▸ **ENUNCIADO DA TAREFA**
Edite os registros abaixo, trocando "Target" por "Object" em todas as ocorrências, sem alterar mais nada.

▸ **DADOS FORNECIDOS**
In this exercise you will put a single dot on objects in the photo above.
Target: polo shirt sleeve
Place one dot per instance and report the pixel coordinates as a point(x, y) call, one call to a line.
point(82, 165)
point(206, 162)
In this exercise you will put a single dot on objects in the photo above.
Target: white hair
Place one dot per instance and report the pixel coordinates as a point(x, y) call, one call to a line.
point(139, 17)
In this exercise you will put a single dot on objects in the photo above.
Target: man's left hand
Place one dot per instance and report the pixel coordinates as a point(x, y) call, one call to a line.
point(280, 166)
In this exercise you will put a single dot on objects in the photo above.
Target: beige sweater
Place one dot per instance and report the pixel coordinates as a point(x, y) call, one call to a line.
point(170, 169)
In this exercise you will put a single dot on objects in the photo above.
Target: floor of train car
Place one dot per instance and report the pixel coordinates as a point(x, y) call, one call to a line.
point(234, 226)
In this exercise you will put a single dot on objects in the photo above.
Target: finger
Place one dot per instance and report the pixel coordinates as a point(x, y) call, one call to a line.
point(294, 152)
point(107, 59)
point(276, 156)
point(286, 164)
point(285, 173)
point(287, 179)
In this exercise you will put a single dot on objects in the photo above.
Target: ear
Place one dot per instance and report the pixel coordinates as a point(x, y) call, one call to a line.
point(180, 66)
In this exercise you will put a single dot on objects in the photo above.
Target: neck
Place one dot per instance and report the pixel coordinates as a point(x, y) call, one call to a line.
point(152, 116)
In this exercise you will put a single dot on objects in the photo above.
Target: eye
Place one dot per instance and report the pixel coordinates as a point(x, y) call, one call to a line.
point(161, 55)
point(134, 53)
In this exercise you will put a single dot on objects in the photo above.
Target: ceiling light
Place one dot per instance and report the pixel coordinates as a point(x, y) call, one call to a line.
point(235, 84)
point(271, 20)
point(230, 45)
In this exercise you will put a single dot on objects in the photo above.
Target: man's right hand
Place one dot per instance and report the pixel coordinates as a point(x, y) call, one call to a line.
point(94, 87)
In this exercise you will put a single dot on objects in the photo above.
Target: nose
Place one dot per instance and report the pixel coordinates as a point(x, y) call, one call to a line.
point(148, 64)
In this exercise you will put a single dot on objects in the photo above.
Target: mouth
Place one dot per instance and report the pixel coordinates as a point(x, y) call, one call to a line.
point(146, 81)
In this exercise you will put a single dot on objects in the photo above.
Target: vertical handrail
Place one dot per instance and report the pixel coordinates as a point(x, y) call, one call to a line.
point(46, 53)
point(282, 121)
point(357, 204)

▸ **RESULTADO OBTIDO**
In this exercise you will put a single dot on objects in the photo above.
Object: polo shirt sleeve
Place one dot per instance and report the pixel coordinates as a point(x, y) call, one call to a line.
point(82, 165)
point(206, 162)
In this exercise you will put a single dot on objects in the photo above.
Object: white hair
Place one dot per instance and report the pixel coordinates as a point(x, y) call, one call to a line.
point(139, 17)
In this exercise you will put a single dot on objects in the photo above.
Object: man's left hand
Place one dot per instance and report the pixel coordinates as a point(x, y) call, one call to a line.
point(280, 166)
In this exercise you will put a single dot on objects in the photo above.
Object: beige sweater
Place one dot per instance and report the pixel coordinates as a point(x, y) call, one call to a line.
point(170, 169)
In this exercise you will put a single dot on objects in the photo above.
Object: floor of train car
Place one dot per instance and report the pixel coordinates as a point(x, y) call, one call to a line.
point(234, 226)
In this exercise you will put a single dot on objects in the photo above.
Object: finger
Place one dot per instance and report the pixel coordinates as a point(x, y) call, one call to a line.
point(294, 152)
point(107, 59)
point(276, 156)
point(286, 164)
point(285, 173)
point(287, 179)
In this exercise you will put a single dot on objects in the photo above.
Object: ear
Place one dot per instance and report the pixel coordinates as a point(x, y) call, one call to a line.
point(180, 66)
In this exercise you will put a single dot on objects in the photo above.
Object: neck
Place one dot per instance and report the pixel coordinates as a point(x, y) call, one call to a line.
point(152, 116)
In this exercise you will put a single dot on objects in the photo above.
Object: eye
Place one dot per instance and report the pixel coordinates as a point(x, y) call, one call to a line.
point(161, 55)
point(134, 53)
In this exercise you will put a single dot on objects in the photo above.
Object: ceiling light
Place one dot per instance and report the pixel coordinates as a point(x, y) call, one call to a line.
point(235, 84)
point(271, 20)
point(230, 45)
In this exercise you will put a single dot on objects in the photo above.
Object: man's right hand
Place one dot per instance and report the pixel coordinates as a point(x, y) call, one call to a line.
point(94, 87)
In this exercise you will put a single dot on objects in the photo above.
Object: nose
Place one dot per instance and report the pixel coordinates as a point(x, y) call, one call to a line.
point(148, 64)
In this exercise you will put a single dot on objects in the photo above.
Object: mouth
Place one dot per instance and report the pixel coordinates as a point(x, y) call, one call to a line.
point(146, 81)
In this exercise you will put a single dot on objects in the photo above.
Object: vertical handrail
Place one dot per instance and report the pixel coordinates as a point(x, y) call, one call to a line.
point(46, 53)
point(282, 121)
point(357, 204)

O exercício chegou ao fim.